:: Stated problem ::
Please duplicate the whole listing below line for line, leaving the pictures out of your copy.

--------------------------------------------------

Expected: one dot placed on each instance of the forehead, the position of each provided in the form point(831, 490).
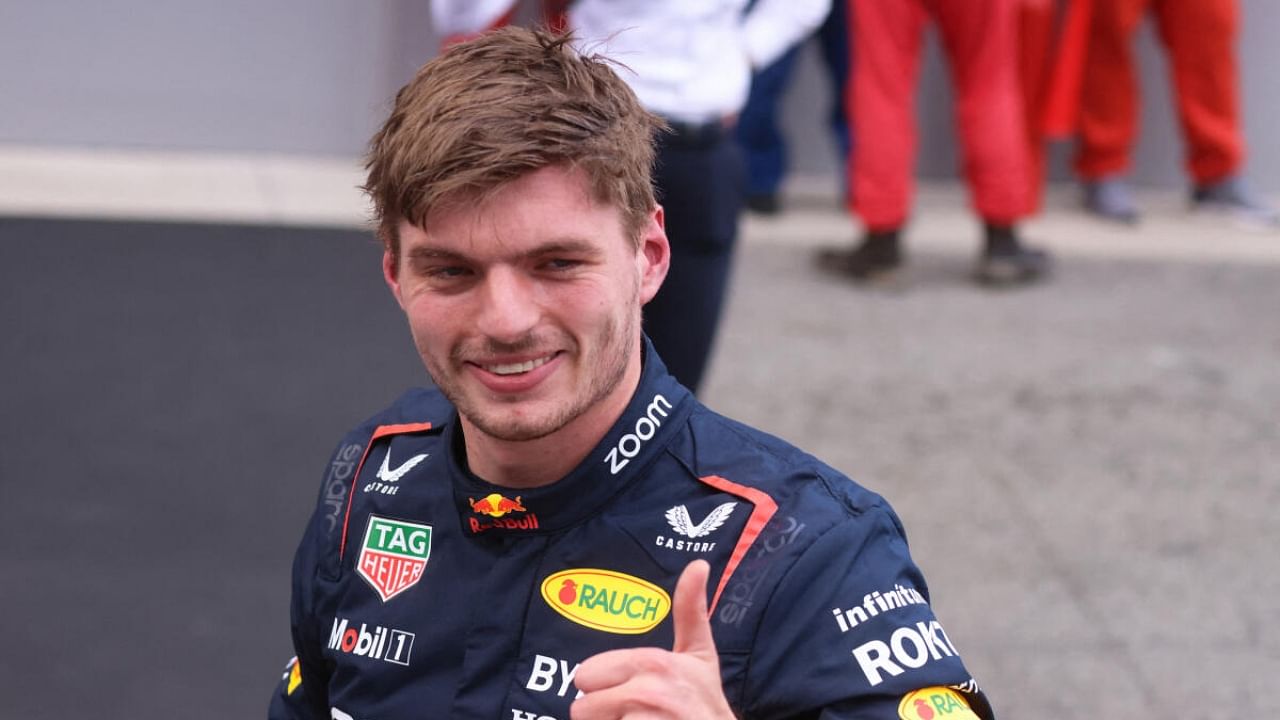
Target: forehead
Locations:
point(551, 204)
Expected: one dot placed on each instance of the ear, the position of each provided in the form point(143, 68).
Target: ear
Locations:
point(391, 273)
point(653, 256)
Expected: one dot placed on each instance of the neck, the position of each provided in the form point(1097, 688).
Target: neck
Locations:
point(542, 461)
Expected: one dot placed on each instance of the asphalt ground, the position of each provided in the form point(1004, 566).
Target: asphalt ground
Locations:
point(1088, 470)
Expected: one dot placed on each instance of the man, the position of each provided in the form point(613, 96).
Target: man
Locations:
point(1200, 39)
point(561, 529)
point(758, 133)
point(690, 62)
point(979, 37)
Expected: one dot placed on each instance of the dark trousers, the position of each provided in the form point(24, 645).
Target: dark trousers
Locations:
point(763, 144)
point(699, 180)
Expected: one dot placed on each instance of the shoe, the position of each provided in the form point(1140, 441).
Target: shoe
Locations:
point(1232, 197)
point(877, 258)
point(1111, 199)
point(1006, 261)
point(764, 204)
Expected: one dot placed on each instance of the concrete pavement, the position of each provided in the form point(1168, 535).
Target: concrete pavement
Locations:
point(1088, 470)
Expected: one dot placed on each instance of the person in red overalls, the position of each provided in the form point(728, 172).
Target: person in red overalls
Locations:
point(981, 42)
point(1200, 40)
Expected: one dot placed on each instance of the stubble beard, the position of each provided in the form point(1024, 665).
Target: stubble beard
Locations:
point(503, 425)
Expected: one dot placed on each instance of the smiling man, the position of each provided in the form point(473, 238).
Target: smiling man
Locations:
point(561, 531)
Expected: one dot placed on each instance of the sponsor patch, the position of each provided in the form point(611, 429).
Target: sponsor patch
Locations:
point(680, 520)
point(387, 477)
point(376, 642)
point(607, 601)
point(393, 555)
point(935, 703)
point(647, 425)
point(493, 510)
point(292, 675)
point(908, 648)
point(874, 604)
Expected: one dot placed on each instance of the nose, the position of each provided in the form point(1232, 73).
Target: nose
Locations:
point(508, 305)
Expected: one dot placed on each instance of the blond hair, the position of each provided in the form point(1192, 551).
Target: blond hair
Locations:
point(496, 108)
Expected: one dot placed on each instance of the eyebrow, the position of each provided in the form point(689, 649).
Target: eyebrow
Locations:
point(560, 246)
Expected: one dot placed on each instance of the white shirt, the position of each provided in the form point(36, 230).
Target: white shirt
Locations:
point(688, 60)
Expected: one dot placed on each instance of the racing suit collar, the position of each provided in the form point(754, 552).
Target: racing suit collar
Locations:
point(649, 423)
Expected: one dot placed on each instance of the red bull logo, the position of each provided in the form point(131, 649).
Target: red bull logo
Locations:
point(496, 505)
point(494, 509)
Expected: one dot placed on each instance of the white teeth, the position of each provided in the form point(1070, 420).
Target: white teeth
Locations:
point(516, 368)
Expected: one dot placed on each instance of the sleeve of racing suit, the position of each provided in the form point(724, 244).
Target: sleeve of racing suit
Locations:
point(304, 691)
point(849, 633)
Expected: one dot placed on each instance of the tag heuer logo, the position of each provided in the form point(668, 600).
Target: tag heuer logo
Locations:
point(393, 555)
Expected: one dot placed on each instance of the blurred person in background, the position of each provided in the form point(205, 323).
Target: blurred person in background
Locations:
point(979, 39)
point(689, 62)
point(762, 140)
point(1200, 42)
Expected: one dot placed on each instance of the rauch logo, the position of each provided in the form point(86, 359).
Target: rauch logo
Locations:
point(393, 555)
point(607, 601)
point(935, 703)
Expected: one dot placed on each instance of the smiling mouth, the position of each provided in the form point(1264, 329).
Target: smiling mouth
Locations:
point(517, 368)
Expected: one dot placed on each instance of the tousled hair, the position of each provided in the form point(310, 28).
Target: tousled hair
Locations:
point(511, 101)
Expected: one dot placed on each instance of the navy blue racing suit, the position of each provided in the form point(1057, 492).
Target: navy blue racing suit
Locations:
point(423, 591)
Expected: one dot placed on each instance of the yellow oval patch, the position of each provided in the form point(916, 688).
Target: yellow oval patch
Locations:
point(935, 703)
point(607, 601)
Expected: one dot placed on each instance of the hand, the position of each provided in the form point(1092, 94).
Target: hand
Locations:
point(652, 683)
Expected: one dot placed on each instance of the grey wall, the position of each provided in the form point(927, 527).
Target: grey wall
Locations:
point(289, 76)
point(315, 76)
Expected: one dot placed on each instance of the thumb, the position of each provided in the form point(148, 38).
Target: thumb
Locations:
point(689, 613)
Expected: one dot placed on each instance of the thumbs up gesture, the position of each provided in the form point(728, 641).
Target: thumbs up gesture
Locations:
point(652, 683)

--------------------------------------------------

:: Task solution ::
Expected: one dot placed on each instance of the forehead, the position of each provided in the form point(831, 490).
Target: forehead
Locations:
point(551, 204)
Expected: one dot placed on each instance of the ear, the position of each provided in the form point(143, 68).
Target: ear
Locations:
point(391, 273)
point(653, 256)
Expected: one dot placed on each instance of the neck, the position of each provided in the form point(1097, 688).
Target: neck
Locations:
point(542, 461)
Expected: one dot placed on each instance of the asphalt ground, the position of each provided in the form point(1004, 566).
Target: asphalt ground
Locations:
point(1088, 470)
Expected: one dot placed on each instance of the man, the position of each provided in the form point(613, 96).
Target: man
Locations:
point(1200, 39)
point(561, 529)
point(758, 133)
point(690, 62)
point(979, 37)
Expected: one dot placed on each instance of the dark trousers, the position of each provided in the form point(24, 645).
Target: dark trousers
Locations:
point(763, 144)
point(699, 180)
Expected: one dot placed on each instance of the shoe, the position of each provided in the form point(1140, 441).
Target: shoe
Locations:
point(1232, 197)
point(877, 258)
point(1111, 199)
point(1006, 261)
point(764, 204)
Expected: one dot placed on each instance of the concrete pavement, the position of each provided in the form point(1168, 535).
Target: concrete pavement
Locations:
point(1088, 470)
Expected: one dot placed on each instance of the person in red overalls, the position of each provided in the form point(728, 172).
Target: person in red overalls
Locations:
point(981, 42)
point(1200, 40)
Expected: one dot placed on each instance of the stubble beard, the position of each provided in the form point(1024, 665).
Target: stubble beard
Locations:
point(503, 425)
Expected: one dot placed on each instance of the smiling man, the position of each provided in the form point(473, 238).
Target: smiling man
Locations:
point(561, 531)
Expected: one dot placed on each instance of the sponsor patch, the position of each provided in the form point(611, 429).
Target: sponsor patch
Locations:
point(680, 520)
point(387, 477)
point(376, 642)
point(607, 601)
point(393, 555)
point(935, 703)
point(647, 425)
point(493, 510)
point(292, 675)
point(908, 648)
point(874, 604)
Expected: one dot placed on each instance of the nose, the position of each provided in the form point(1232, 73).
Target: nose
Locations:
point(508, 305)
Expected: one dot placed on each instance of the blond hair, the position of each provided in the form point(1192, 551).
Target: blond hair
Locations:
point(496, 108)
Expected: one dot placed on each instance of the eyebrow, the position of each provided in the form point(689, 649).
Target: eyebrow
Locations:
point(560, 246)
Expected: one dot placed on each instance of the white shirt, the position of each provided in the form point(36, 230).
Target: white shirt
Locations:
point(688, 60)
Expected: one dot placed on each instance of the racing suit collar, the position of each provided in the form point(754, 552).
Target: racing suit collar
Locations:
point(649, 423)
Expected: one dot placed on each instance of the red bull logo, the position of each provided in the form point(131, 649).
Target: red bull logo
Locations:
point(496, 505)
point(494, 509)
Expected: one dot placed on each instance of the white teeth, the position of each provided in the form point(1070, 420).
Target: white teeth
Locations:
point(516, 368)
Expected: one dot placed on each instance of the sleeve of racing suit, the position of each provided in the form point(724, 244).
Target: sleeve of racing suit
Locations:
point(304, 691)
point(849, 633)
Expected: one dot placed on each instance of the tag heuer logo, the position of each provided in the form point(668, 600).
Target: tag heuer logo
Locations:
point(393, 555)
Expected: one dot placed on each instance of the blurred person in background, the position of each provided in the form point(205, 323).
Target: blurred person in background
Locations:
point(979, 39)
point(689, 62)
point(762, 140)
point(1200, 42)
Expected: one dot placed on each instance of the rauch logo, the position of each provided in the form point(86, 359).
Target: rauch logo
Locations:
point(393, 555)
point(607, 601)
point(935, 703)
Expected: one dot placed on each instance of the smiling mouth, the position of each provided in the form point(1264, 329).
Target: smiling mouth
Locations:
point(517, 368)
Expected: one dot placed on each instance of the tousled hair, the position of each provided in the form point(310, 28).
Target: tousled hair
Locations:
point(511, 101)
Expected: one dot placed on each instance of the navy blue racing suit, the position of each provided in the form point(1057, 492).
Target: navy blue racing suit
Locations:
point(423, 591)
Expected: one dot placed on each instance of the yellow oval patch, the position of each provided in the form point(916, 688).
Target: yellow oval patch
Locations:
point(935, 703)
point(607, 601)
Expected: one dot placed on each instance of the hand, the position of each provided in the form point(1092, 94).
Target: hand
Locations:
point(652, 683)
Expected: one dot placed on each instance of the grey wall, the position of each provided in the form point(927, 527).
Target: grey wall
Locations:
point(289, 76)
point(315, 76)
Expected: one dot placed on each instance of the thumb, the position of each provided in the form point(148, 38).
Target: thumb
Locations:
point(689, 613)
Expected: one dot placed on each instance of the thumbs up gesture, the position of each provided in the form point(728, 641).
Target: thumbs up gesture
Locations:
point(652, 683)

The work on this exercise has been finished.